Keep this tip sheet handy when preparing your Building Team Awards entry, as these are some items on which your project will be judged. Note: Your project may not touch on all these items. This is meant to be a checklist to guide your submittal.


Design, Engineering and Construction Considerations (50%)

  • Land use planning, zoning, codes, regulations, etc.
  • Overall quality of the design
  • M/E/P innovations, fresh approaches
  • Energy/environment breakthroughs
  • Sustainable design, green building design, LEED
  • Structural engineering issues and solutions
  • Innovative construction methods, solutions
  • Construction safety (extraordinary factors)
  • Construction & demolition waste recycling efforts
  • Unusual scheduling or timing demands (and solutions)
  • Inventive use of materials; use of unusual or new materials
  • Craftsmanship, detailing, elegance of execution
  • Use of innovative technology, methods, tools
  • Patents or inventions resulting from project
  • Cost/budget issues – and evidence of resolution
  • Evidence of performance-based design
  • Security issues, unusual approaches, results
  • Wayfinding; ADA considerations
  • Commissioning results
  • Post-occupancy evaluation; evidence of owner/user satisfaction
  • Overall project quality and functionality
  • Social or cultural relevance of project
  • Other measures of success (job creation, neighborhood renewal, ADA, etc.)

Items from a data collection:
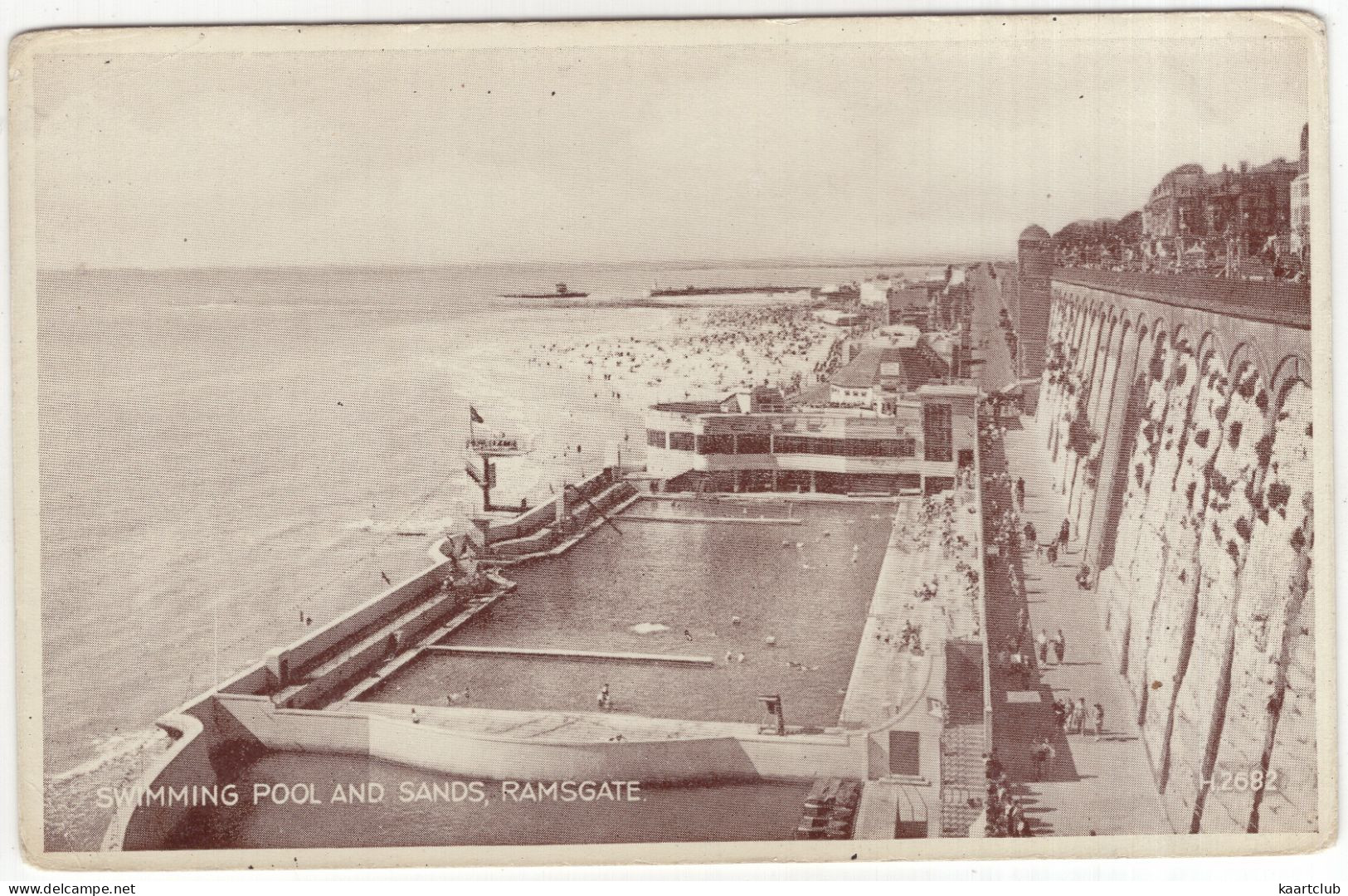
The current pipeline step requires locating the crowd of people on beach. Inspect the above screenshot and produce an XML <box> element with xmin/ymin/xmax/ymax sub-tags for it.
<box><xmin>527</xmin><ymin>304</ymin><xmax>835</xmax><ymax>407</ymax></box>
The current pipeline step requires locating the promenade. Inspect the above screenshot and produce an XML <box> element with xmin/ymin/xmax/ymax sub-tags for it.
<box><xmin>975</xmin><ymin>265</ymin><xmax>1171</xmax><ymax>837</ymax></box>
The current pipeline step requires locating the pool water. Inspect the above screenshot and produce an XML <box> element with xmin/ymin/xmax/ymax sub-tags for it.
<box><xmin>368</xmin><ymin>499</ymin><xmax>893</xmax><ymax>726</ymax></box>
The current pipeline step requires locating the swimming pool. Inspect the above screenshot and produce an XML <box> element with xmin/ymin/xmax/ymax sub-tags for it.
<box><xmin>365</xmin><ymin>499</ymin><xmax>893</xmax><ymax>726</ymax></box>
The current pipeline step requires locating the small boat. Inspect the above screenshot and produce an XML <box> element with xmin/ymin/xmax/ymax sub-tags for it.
<box><xmin>502</xmin><ymin>283</ymin><xmax>589</xmax><ymax>299</ymax></box>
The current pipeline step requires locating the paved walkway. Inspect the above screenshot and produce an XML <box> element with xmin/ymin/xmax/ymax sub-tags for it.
<box><xmin>973</xmin><ymin>265</ymin><xmax>1173</xmax><ymax>837</ymax></box>
<box><xmin>839</xmin><ymin>489</ymin><xmax>981</xmax><ymax>729</ymax></box>
<box><xmin>983</xmin><ymin>423</ymin><xmax>1173</xmax><ymax>835</ymax></box>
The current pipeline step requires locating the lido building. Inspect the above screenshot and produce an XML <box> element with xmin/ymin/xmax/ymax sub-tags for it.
<box><xmin>645</xmin><ymin>379</ymin><xmax>977</xmax><ymax>494</ymax></box>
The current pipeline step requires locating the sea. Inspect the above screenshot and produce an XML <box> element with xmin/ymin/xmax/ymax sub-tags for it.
<box><xmin>38</xmin><ymin>257</ymin><xmax>949</xmax><ymax>849</ymax></box>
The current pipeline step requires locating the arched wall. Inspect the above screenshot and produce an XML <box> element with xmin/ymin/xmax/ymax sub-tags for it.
<box><xmin>1037</xmin><ymin>280</ymin><xmax>1317</xmax><ymax>831</ymax></box>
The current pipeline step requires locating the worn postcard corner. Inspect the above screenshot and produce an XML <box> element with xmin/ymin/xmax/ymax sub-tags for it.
<box><xmin>9</xmin><ymin>12</ymin><xmax>1337</xmax><ymax>870</ymax></box>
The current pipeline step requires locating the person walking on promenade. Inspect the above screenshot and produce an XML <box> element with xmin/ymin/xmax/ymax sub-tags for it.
<box><xmin>1022</xmin><ymin>522</ymin><xmax>1044</xmax><ymax>557</ymax></box>
<box><xmin>1065</xmin><ymin>699</ymin><xmax>1081</xmax><ymax>734</ymax></box>
<box><xmin>1030</xmin><ymin>737</ymin><xmax>1054</xmax><ymax>782</ymax></box>
<box><xmin>983</xmin><ymin>747</ymin><xmax>1001</xmax><ymax>782</ymax></box>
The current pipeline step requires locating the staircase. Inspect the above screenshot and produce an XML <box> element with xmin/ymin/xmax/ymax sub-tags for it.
<box><xmin>941</xmin><ymin>722</ymin><xmax>987</xmax><ymax>837</ymax></box>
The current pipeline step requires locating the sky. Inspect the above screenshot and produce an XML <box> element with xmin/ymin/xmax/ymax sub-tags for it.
<box><xmin>35</xmin><ymin>32</ymin><xmax>1307</xmax><ymax>268</ymax></box>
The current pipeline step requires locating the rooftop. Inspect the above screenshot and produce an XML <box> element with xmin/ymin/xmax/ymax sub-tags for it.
<box><xmin>832</xmin><ymin>343</ymin><xmax>951</xmax><ymax>391</ymax></box>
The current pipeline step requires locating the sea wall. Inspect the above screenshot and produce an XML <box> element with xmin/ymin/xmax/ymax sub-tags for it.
<box><xmin>1037</xmin><ymin>270</ymin><xmax>1318</xmax><ymax>833</ymax></box>
<box><xmin>484</xmin><ymin>468</ymin><xmax>619</xmax><ymax>546</ymax></box>
<box><xmin>103</xmin><ymin>563</ymin><xmax>464</xmax><ymax>850</ymax></box>
<box><xmin>267</xmin><ymin>561</ymin><xmax>455</xmax><ymax>686</ymax></box>
<box><xmin>210</xmin><ymin>697</ymin><xmax>872</xmax><ymax>784</ymax></box>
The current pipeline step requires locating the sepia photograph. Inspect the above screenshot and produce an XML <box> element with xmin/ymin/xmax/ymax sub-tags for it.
<box><xmin>9</xmin><ymin>12</ymin><xmax>1337</xmax><ymax>870</ymax></box>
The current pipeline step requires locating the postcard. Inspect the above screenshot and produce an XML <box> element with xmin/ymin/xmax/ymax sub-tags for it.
<box><xmin>9</xmin><ymin>12</ymin><xmax>1337</xmax><ymax>870</ymax></box>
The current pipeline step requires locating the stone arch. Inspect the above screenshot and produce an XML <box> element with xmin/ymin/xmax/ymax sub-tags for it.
<box><xmin>1268</xmin><ymin>354</ymin><xmax>1311</xmax><ymax>411</ymax></box>
<box><xmin>1197</xmin><ymin>330</ymin><xmax>1231</xmax><ymax>363</ymax></box>
<box><xmin>1227</xmin><ymin>341</ymin><xmax>1273</xmax><ymax>398</ymax></box>
<box><xmin>1170</xmin><ymin>324</ymin><xmax>1199</xmax><ymax>356</ymax></box>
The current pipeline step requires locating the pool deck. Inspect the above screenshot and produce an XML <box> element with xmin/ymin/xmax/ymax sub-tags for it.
<box><xmin>839</xmin><ymin>490</ymin><xmax>979</xmax><ymax>728</ymax></box>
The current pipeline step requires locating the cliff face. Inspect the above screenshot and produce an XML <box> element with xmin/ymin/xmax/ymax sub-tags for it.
<box><xmin>1038</xmin><ymin>284</ymin><xmax>1318</xmax><ymax>831</ymax></box>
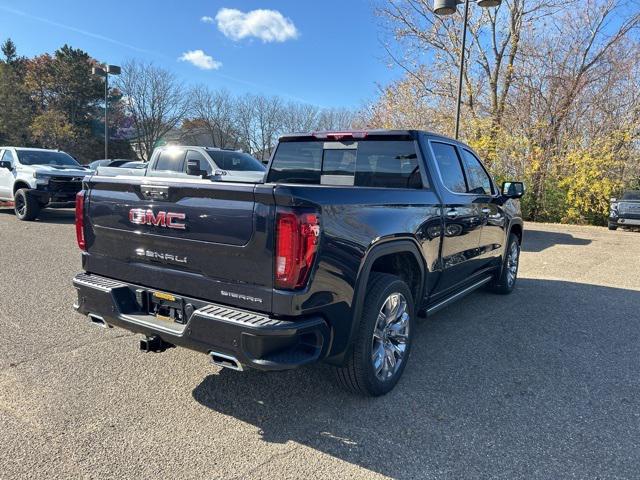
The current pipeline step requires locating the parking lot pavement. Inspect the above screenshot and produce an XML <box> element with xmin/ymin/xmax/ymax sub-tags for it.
<box><xmin>0</xmin><ymin>210</ymin><xmax>640</xmax><ymax>479</ymax></box>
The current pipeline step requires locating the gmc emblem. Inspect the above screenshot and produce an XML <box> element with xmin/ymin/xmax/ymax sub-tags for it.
<box><xmin>129</xmin><ymin>208</ymin><xmax>187</xmax><ymax>230</ymax></box>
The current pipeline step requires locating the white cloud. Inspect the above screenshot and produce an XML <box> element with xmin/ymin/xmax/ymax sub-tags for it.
<box><xmin>216</xmin><ymin>8</ymin><xmax>298</xmax><ymax>42</ymax></box>
<box><xmin>178</xmin><ymin>50</ymin><xmax>222</xmax><ymax>70</ymax></box>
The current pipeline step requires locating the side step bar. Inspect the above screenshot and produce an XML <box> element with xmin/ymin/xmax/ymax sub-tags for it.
<box><xmin>427</xmin><ymin>275</ymin><xmax>493</xmax><ymax>315</ymax></box>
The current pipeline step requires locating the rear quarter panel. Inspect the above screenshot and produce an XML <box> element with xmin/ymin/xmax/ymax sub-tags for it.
<box><xmin>272</xmin><ymin>185</ymin><xmax>442</xmax><ymax>358</ymax></box>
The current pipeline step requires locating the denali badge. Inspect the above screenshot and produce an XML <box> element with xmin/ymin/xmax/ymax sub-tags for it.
<box><xmin>129</xmin><ymin>208</ymin><xmax>187</xmax><ymax>230</ymax></box>
<box><xmin>220</xmin><ymin>290</ymin><xmax>262</xmax><ymax>303</ymax></box>
<box><xmin>136</xmin><ymin>248</ymin><xmax>187</xmax><ymax>263</ymax></box>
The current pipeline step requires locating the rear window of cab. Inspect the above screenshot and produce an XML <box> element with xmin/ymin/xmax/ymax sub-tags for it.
<box><xmin>267</xmin><ymin>140</ymin><xmax>423</xmax><ymax>189</ymax></box>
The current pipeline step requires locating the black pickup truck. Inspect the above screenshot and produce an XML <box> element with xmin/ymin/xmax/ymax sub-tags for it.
<box><xmin>73</xmin><ymin>130</ymin><xmax>524</xmax><ymax>395</ymax></box>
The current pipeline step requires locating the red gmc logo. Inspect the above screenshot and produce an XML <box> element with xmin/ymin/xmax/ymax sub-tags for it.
<box><xmin>129</xmin><ymin>208</ymin><xmax>187</xmax><ymax>230</ymax></box>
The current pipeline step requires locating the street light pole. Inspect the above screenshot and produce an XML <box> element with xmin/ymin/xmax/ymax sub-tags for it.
<box><xmin>456</xmin><ymin>0</ymin><xmax>469</xmax><ymax>140</ymax></box>
<box><xmin>433</xmin><ymin>0</ymin><xmax>502</xmax><ymax>140</ymax></box>
<box><xmin>91</xmin><ymin>65</ymin><xmax>120</xmax><ymax>160</ymax></box>
<box><xmin>104</xmin><ymin>72</ymin><xmax>109</xmax><ymax>159</ymax></box>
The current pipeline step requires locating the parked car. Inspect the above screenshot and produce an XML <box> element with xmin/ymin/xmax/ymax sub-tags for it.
<box><xmin>0</xmin><ymin>147</ymin><xmax>90</xmax><ymax>220</ymax></box>
<box><xmin>609</xmin><ymin>190</ymin><xmax>640</xmax><ymax>230</ymax></box>
<box><xmin>95</xmin><ymin>161</ymin><xmax>148</xmax><ymax>177</ymax></box>
<box><xmin>121</xmin><ymin>161</ymin><xmax>149</xmax><ymax>170</ymax></box>
<box><xmin>73</xmin><ymin>130</ymin><xmax>524</xmax><ymax>396</ymax></box>
<box><xmin>88</xmin><ymin>158</ymin><xmax>131</xmax><ymax>171</ymax></box>
<box><xmin>146</xmin><ymin>145</ymin><xmax>266</xmax><ymax>183</ymax></box>
<box><xmin>89</xmin><ymin>145</ymin><xmax>266</xmax><ymax>183</ymax></box>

• The exercise:
Write what comes next in the Building Team Awards tip sheet, picking up after its final listed point.

• Response below:
  • Project complexity: Was it especially challenging? In what way?
  • Unusual owner/client requirements
  • Site planning, parking, landscaping, user access

SUMMARY: How did the project push the envelope?


Building Team Collaboration + Involvement of Community, End Users & Stakeholders (50%)

  • Evidence of extraordinary efforts to meet owner needs
  • Involvement of surrounding community, neighbors, affected stakeholders
  • Involvement of public officials, public agencies
  • Charettes, planning sessions with community, end users, other relevant stakeholders
  • Attention to surrounding environment, historic areas, community sensitivities
  • Attention to environmental issues: wetlands, open space, recreation areas, etc.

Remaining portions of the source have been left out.